Esercizi ::
- A) Riassumi in due frasi il testo sul film di Soderbergh.
- B) Prosegui il testo sul film di Soderbergh partendo dal punto in cui si interrompe.

Testo mostrato ::

· · · · ·

L’isola di Cuba possiede al suo interno sentimenti opposti sulla rivoluzione guidata da Fidel Castro: l’immagine romantica della rivoluzione è assai lontana, oggi, dalle generazioni più giovani, alle quali manca la possibilità di vivere una vita come il resto dei loro coetanei, mentre gli anziani sono nostalgici dei valori e degli ideali che guidarono i primi passi della rivolta al dittatore Batista.
La rivoluzione che visse Cuba, la spiega bene Steven Soderbergh nel dittico cinematografico “Il Che” (2008), nel quale è riuscito a far conoscere la fonte di questi valori e la figura di un mito che perdura nel tempo. Il film è diviso in due parti a causa della sua lunga durata, quattro ore e mezzo. La prima parte, “Il Che: L’argentino” mostra, attraverso un brillante Benicio del Toro nel ruolo del medico argentino (Palma d’Oro a Cannes come migliore attore), il modo in cui inizio e fu condotta la rivoluzione cubana. Mentre nella seconda parte “Che: guerriglia,” Soderbergh conduce lo spettatore in Bolivia, dove, secondo il suo spirito di libertà, il Che è andato ad aiutare i guerriglieri che volevano “salvare” il popolo, perdendo la vita in questo tentativo (1967). Per entrare nella parte di questo mito storico Benicio del Toro ha attentamente studiato i diari del Che, ed imparato a parlare spagnolo con accento argentino che poi, via via, prende un accento cubano.
Dato che l’argomento di questo numero sono le ISOLE, analizzerò soltanto la prima parte del lungo film di Soderbergh, ma consiglio vivamente di dedicare quasi cinque ore per esplorare entrambi i lati della vita del Che Guevara, del suo percorso rivoluzionario, anche se prima sarebbe meglio vedere (o rivedere) "I Diari della Motocicletta" di Walter Salles (2004), dove Ernesto Guevara comincia a coltivare quel senso di giustizia e di lotta per il cambiamento verso l’uguaglianza di tutti gli uomini dell’America Latina.
Nel 1952 il generale Fulgencio Batista orchestra un colpo di stato a Cuba, prende il controllo del governo dell’isola e sospende le elezioni.

· · · · ·

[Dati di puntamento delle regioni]
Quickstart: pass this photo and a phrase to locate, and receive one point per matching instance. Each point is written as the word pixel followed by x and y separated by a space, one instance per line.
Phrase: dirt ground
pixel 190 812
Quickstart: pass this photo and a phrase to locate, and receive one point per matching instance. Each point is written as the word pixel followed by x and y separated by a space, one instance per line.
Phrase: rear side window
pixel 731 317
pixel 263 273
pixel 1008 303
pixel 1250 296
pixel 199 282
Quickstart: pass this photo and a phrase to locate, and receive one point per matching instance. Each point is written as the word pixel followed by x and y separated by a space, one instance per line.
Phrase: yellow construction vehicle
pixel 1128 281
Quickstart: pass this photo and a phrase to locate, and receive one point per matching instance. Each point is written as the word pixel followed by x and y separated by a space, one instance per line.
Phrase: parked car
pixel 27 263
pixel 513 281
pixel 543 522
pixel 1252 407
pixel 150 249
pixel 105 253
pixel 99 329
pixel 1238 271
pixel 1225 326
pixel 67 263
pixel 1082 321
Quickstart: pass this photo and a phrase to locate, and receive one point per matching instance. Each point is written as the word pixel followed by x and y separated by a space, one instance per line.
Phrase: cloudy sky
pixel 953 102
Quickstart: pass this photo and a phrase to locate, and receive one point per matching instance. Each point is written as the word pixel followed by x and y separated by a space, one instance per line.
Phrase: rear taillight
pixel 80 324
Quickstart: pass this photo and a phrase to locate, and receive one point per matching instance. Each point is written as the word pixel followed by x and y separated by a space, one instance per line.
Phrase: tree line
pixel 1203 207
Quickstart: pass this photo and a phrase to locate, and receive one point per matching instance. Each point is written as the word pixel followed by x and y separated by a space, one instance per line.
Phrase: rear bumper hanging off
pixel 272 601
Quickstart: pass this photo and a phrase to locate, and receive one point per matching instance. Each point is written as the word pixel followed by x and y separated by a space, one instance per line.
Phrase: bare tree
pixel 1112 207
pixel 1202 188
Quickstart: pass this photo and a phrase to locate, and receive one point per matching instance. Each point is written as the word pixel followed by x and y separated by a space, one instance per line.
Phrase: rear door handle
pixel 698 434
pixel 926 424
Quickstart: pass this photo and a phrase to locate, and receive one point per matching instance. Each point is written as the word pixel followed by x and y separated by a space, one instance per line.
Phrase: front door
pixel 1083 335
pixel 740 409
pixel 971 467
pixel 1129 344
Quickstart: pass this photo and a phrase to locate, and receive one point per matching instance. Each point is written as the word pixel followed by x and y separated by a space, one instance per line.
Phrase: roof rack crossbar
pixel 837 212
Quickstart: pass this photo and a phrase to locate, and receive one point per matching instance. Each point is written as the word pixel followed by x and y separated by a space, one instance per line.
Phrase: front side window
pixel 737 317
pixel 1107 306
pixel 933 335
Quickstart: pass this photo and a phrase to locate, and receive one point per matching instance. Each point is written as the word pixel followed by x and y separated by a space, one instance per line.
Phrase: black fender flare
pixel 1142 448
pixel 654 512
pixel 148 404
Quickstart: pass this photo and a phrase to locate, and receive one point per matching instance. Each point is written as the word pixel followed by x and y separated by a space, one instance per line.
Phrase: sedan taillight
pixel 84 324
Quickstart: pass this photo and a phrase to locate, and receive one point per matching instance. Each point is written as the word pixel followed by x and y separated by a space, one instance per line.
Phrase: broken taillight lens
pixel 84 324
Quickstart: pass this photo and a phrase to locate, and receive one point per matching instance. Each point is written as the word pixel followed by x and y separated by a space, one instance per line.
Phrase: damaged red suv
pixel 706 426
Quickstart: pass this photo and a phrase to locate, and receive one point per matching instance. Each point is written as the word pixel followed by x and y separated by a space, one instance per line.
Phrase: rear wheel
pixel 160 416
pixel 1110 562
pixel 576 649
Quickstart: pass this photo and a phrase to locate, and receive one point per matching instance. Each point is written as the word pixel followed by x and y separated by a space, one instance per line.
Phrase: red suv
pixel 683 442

· · · · ·

Soluzioni degli esercizi ::
- A) A Cuba la rivoluzione guidata da Fidel Castro suscita sentimenti opposti: le generazioni più giovani la sentono lontana, mentre gli anziani ne rimpiangono i valori e gli ideali. Il dittico "Il Che" (2008) di Steven Soderbergh, con Benicio del Toro nel ruolo del medico argentino, mostra nella prima parte come iniziò e fu condotta la rivoluzione cubana e nella seconda la morte del Che in Bolivia nel 1967, ma l'autore ne analizzerà soltanto la prima parte.

- B)
La sua dittatura corrotta è sostenuta dall’esercito, ma un giovane avvocato di nome Fidel Castro incita alla rivolta popolare assaltando la caserma Moncada, nel luglio del 1953. L’attacco fallisce e Castro trascorre due anni in carcere, prima di andare in esilio in Messico.
Nel frattempo, un giovane idealista argentino di nome Ernesto Guevara si è lasciato coinvolgere in attività politiche in Guatemala. Nel 1954, quando il legittimo governo di Jacobo Alvarez viene deposto, Guevara fugge in Messico e in un modesto appartamento di Città del Messico incontra Fidel Castro, presentatogli da Raúl Castro, fratello minore di Fidel. Guevara viene immediatamente arruolato per compiere una missione di guerriglia, con lo scopo di abbattere il dittatore cubano. I cubani soprannominano il giovane ribelle Guevara “Che”, per la ripetizione di questo termine in Argentina.
Puerto Rico e Messico sono le basi per le riprese della prima parte del film, mentre “Guerrilla” è stato girato in Spagna.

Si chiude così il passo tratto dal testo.